Powerlifting and strongman training are popular sports in the fitness world. They both require strength, power, and determination. But what is the difference between the two and what is the best way to avoid injuries when you lift heavy stuff?
Derek Owens is the guest in this episode of Unleashed Podcast and he is here to answer these and many other questions. Derek has made the transition from powerlifting to a strongman competitor and has learned tons of valuable lessons along the way.
Derek and Greg McCoy are organizing the 13th Show of Strength soon at Hidden Gym, so if you are from Allen, Dallas, or Plano, make sure you don’t miss it!
He shares that this is going to be the biggest show they’ve had so far. There’s going to be a full-blown strongman competition and powerlifting competition this year with two platforms on the powerlifting show.
Furthermore, there are going to be many different divisions and anyone can have the opportunity to compete, no matter the weight, gender, size, or shape!
Here are some of the questions that Derek and host Yuri discuss in the podcast.
What are the divisions in strongman competition?
There are a couple of different ones but mainly they are divided into different weight classes. Within the weight classes, there’re even novice divisions as well as masters divisions. There’re masters 40+and 50+ so there’s an array of weight classes and different divisions that anybody can sign up for.
What are the obstacles that competitors would have to overcome during the show?
Usually, when the show is being created it’s already clear what kind of events there will be. There can be a collection of different types of events from static deadlifts, to some types of moving events. However, in some shows, there can be a mystery event and it does keep a lot of competitors on their toes.

### Material shown:
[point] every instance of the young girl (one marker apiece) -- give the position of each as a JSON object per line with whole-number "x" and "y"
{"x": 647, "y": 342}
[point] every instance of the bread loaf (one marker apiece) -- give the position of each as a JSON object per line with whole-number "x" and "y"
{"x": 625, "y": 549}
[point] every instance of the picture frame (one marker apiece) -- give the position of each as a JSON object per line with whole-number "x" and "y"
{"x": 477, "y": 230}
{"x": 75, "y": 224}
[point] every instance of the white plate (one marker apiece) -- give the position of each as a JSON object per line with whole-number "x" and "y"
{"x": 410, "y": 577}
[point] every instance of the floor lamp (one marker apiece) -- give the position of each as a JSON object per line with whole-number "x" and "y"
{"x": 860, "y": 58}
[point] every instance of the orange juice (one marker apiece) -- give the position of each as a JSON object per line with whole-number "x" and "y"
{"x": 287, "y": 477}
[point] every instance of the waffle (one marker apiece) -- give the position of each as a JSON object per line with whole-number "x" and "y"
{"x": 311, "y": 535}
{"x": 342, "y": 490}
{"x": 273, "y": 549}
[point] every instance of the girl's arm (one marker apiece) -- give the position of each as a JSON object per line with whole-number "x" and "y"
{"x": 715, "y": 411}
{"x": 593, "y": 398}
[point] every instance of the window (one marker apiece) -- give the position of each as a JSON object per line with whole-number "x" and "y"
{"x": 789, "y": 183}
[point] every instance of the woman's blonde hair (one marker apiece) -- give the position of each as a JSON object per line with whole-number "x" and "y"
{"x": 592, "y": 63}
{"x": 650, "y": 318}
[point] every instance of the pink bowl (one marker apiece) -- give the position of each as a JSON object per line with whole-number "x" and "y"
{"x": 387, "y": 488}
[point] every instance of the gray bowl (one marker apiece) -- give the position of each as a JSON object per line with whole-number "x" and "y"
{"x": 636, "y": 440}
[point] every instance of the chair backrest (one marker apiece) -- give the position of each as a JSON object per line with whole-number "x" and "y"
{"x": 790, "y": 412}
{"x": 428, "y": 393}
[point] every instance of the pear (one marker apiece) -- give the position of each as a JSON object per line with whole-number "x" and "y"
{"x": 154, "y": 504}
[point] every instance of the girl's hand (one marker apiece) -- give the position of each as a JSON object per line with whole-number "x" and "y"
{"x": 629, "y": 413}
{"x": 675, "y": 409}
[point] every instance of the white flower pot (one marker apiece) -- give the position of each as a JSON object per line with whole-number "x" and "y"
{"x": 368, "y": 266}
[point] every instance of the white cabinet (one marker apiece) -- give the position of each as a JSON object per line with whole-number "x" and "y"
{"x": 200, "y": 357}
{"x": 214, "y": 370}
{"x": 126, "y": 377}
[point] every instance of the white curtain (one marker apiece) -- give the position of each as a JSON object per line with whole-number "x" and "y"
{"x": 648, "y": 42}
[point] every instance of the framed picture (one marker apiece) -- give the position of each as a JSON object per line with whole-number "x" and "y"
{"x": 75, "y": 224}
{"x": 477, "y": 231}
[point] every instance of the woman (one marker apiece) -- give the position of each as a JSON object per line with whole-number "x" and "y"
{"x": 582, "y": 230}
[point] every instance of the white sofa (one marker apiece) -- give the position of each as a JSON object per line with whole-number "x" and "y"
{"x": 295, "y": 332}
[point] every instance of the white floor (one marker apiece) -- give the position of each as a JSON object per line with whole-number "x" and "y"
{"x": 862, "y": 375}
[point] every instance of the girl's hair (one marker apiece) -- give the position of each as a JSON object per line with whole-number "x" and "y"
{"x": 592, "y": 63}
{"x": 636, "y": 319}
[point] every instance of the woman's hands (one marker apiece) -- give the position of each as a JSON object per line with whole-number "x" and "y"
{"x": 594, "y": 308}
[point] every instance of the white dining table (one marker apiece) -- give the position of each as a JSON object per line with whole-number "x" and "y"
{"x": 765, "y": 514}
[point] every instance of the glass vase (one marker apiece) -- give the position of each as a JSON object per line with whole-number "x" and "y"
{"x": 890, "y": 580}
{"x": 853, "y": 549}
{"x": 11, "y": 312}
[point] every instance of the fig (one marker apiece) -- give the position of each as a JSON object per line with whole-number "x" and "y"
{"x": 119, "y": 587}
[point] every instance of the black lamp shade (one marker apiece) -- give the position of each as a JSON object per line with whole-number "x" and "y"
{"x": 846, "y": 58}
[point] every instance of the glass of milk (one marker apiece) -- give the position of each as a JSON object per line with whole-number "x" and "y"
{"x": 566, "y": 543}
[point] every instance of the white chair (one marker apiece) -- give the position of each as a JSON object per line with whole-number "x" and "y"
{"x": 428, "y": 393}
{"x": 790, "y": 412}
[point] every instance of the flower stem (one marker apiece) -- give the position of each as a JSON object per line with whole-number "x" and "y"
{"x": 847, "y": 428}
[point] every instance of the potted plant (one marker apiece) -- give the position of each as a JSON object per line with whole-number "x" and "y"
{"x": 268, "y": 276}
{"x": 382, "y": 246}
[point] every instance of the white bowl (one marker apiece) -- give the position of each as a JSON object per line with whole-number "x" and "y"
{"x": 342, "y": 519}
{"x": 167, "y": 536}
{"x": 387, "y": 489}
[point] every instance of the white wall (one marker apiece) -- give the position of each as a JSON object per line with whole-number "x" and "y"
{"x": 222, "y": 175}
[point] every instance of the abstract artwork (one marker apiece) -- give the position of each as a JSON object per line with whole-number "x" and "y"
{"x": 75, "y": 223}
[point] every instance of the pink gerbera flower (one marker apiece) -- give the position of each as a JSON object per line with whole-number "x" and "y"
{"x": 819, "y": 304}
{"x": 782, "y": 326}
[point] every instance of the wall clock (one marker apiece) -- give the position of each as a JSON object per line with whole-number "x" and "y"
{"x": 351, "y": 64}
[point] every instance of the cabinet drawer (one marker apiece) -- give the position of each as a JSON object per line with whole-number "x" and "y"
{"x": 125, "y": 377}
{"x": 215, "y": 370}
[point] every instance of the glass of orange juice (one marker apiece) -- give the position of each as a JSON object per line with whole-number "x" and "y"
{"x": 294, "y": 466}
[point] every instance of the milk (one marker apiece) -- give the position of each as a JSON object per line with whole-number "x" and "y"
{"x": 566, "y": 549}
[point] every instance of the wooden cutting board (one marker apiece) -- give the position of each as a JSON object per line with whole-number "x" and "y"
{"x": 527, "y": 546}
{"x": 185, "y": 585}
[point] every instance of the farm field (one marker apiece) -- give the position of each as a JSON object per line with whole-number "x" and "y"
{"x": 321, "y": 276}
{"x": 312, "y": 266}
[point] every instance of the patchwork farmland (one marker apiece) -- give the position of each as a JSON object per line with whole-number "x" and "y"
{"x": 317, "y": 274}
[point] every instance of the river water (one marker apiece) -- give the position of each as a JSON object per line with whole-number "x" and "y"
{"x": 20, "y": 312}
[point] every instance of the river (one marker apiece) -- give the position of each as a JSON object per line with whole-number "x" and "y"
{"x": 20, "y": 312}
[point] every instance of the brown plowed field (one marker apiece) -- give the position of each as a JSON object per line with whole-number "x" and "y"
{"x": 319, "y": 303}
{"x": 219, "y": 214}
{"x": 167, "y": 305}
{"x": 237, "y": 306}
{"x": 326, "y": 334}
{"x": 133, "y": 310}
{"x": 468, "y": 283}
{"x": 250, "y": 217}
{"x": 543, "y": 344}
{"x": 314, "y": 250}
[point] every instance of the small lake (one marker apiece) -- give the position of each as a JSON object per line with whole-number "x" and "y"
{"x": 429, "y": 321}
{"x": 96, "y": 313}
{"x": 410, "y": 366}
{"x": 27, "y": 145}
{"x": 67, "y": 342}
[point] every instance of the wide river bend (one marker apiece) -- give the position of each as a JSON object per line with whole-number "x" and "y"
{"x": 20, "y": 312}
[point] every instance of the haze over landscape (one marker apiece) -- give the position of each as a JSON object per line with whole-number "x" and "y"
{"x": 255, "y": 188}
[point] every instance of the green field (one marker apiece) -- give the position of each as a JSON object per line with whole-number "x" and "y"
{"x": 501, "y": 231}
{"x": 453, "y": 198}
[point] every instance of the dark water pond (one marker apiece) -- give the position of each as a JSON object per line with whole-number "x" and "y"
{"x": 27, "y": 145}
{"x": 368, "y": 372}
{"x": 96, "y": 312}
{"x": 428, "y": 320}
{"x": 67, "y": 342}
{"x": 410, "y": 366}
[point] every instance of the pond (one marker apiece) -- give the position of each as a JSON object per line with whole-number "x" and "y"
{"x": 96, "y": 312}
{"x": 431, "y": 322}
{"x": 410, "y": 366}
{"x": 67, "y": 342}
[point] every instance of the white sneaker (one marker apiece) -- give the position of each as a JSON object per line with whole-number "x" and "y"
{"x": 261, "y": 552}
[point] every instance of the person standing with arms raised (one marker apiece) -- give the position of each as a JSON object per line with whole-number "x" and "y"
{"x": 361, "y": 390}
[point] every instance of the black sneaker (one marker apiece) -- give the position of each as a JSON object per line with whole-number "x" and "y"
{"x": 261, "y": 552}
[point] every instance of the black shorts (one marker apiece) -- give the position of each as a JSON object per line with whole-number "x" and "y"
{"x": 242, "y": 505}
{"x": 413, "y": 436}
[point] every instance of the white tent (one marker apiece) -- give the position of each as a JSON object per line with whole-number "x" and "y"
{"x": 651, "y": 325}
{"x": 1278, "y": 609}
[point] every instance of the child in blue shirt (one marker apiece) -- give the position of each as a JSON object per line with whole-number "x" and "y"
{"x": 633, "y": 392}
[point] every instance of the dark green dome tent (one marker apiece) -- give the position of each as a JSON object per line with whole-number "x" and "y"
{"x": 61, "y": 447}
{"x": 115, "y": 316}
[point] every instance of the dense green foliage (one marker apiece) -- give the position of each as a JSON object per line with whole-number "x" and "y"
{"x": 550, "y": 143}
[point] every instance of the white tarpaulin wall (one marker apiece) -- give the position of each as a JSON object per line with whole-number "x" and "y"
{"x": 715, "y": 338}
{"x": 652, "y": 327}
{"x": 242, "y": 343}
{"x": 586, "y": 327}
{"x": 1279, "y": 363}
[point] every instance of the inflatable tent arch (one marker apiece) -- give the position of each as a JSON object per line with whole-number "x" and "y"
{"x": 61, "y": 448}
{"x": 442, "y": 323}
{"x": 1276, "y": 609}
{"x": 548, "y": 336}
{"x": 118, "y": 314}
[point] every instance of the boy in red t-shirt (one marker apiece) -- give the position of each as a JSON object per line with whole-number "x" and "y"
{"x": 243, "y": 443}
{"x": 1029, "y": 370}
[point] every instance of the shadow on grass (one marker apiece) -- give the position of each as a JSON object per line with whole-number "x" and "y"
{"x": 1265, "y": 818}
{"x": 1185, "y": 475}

### Work task A:
List the people named in the podcast summary.
### Work task B:
Pick up the podcast summary after its last sentence and continue it.

### Answer section A:
Derek Owens, Greg McCoy, Yuri

### Answer section B:
Unlike powerlifting, where the competition is always a squat, bench press, and deadlift, the strongman competition brings a lot of different aspects from different sports. Strongman requires competitors to be not only strong, but also dynamic, explosive, and fast.
Does having powerlifting experience help with strongman performance?
Absolutely yes! The more static strength you have, the easier it would be to perform the movements. Having a really good background in powerlifting can be a great foundation to be an adequate and impressive strongman.
Lifting heavy for a long period of time takes a toll on your joints. How do you stay healthy in this sport?
I take my recovery very seriously. If I’m not focusing on a competition, I don’t ego lift throughout the whole year. I take it easy and stay really light. Those downtimes allow me to put more into my actual prep and to push myself as hard as I can.
In other words, I focus on recovering just as much as I do on training.
How do you continue to build strength, while lifting lighter and recovering?
The offseason for me is an opportunity to focus on technique. I drill down my technique and you can’t drill down on any technique going too heavy, right? No matter if you’re doing bodybuilding, powerlifting weightlifting, or strongman, if you’re going too heavy to focus on your form, nothing’s actually going to improve.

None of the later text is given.